Week 07 Rough Blocking (1.4MB, QT MPEG4)

Blocking in 2D has become a common practice among classmates, especially using Jason Schleifer's Grease Pencil Tool, because it's much faster than posing a character in 3D. I messed around with GP once before, but need learn how to use it better before I can put it to good use.

Got great feedback on the pencil test from classmates and mentor, and after a bit of a bumpy start the following week I turned in this shot for first 3D "blocking plus" with some breakdowns and a few changes.

Week 08 Blocking (1.9MB, QT MPEG4)

Bill had liked how I'd sketched the shot full-body and was a little hesitant when I told him my intention of shooting the scene in a medium shot. Fortunately, we seem to be on the same page with this shot, and he didn't mind the tighter framing once he saw where I'm going with it. He also gave me some great ideas which I'm sure a thousand monkeys on an island animating this same exact scene would never have come up with. Me either, for that matter, so I'm glad he thought of them. Obviously, some parts need lots of help. The biggest note from both mentor and classmates is that I could really push the poses much more. On this pass the camera is locked down, but knowing the poses would be pretty broad, I planned from the beginning to have the camera follow the action a bit, like a live action shot would. I'll probably start making tweaks right away, pushing the poses and gestures as much as possible, not worrrying much about camera framing until I get the motion just right. I need to be out of "stepped" mode by the next deadline, and that usually requires a lot of finessing switching over to "linear" and then "spline". The sooner I get the next pass done the sooner I can start getting feedback from other students.

----------

◆ Required tasks:
- A) Answer these from the blocking post:
(i) Whose Grease Pencil Tool do classmates use for blocking in 2D?
(ii) What kind of shot did the writer intend for the scene?
(iii) What was the biggest note from both mentor and classmates?
- B) List every animation mode the blocking post mentions by name in quotation marks.
- C) Please copy the part of the blocking post that begins at the words "Blocking in 2D" and stops after the words "(1.9MB, QT MPEG4)".
The lines that come next have no connection to the blocking post.

◆ Data extract:
----------

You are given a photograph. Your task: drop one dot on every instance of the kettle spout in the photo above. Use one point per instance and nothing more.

----------

◆ Answer section:
- A)
(i) Jason Schleifer's
(ii) A medium shot
(iii) That the poses could be pushed much more

- B) stepped, linear, spline

- C)
Blocking in 2D has become a common practice among classmates, especially using Jason Schleifer's Grease Pencil Tool, because it's much faster than posing a character in 3D. I messed around with GP once before, but need learn how to use it better before I can put it to good use.

Got great feedback on the pencil test from classmates and mentor, and after a bit of a bumpy start the following week I turned in this shot for first 3D "blocking plus" with some breakdowns and a few changes.

Week 08 Blocking (1.9MB, QT MPEG4)